§ **TRY IT**:
Search the listing below for the word "yellow" and return each line that contains it.

§ **INPUT DATA**:
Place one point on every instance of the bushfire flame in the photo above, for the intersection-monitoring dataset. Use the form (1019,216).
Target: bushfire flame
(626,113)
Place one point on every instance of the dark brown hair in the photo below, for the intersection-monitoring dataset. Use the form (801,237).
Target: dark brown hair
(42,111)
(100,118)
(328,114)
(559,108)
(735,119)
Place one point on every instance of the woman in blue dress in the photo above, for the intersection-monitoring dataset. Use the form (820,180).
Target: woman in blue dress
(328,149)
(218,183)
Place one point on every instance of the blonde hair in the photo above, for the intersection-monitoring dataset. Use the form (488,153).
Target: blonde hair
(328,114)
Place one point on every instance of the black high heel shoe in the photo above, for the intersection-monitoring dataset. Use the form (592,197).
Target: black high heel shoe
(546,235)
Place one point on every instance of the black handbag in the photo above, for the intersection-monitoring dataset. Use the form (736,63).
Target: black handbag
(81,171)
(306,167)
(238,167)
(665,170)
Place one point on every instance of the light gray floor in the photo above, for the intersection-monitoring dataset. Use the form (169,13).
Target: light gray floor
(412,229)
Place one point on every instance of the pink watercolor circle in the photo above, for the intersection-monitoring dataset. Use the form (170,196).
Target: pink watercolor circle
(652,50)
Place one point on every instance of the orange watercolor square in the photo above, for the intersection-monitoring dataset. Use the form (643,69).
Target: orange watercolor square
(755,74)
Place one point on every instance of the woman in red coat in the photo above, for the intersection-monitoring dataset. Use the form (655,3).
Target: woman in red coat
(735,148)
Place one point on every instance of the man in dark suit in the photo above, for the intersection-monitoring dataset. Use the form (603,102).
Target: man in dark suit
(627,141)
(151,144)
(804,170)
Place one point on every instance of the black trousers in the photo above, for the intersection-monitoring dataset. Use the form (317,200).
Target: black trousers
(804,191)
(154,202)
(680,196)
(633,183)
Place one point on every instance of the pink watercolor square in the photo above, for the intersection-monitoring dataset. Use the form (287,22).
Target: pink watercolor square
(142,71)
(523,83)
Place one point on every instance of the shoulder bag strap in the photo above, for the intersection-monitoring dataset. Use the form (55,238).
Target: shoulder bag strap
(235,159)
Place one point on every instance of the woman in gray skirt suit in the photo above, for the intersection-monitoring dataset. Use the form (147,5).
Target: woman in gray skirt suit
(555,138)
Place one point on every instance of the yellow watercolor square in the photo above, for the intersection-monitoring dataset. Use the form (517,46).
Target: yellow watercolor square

§ **TASK RESULT**:
Place one point on every instance of the yellow watercolor square in the photo above, for the intersection-monitoring dataset. Use the form (517,46).
Target: yellow watercolor square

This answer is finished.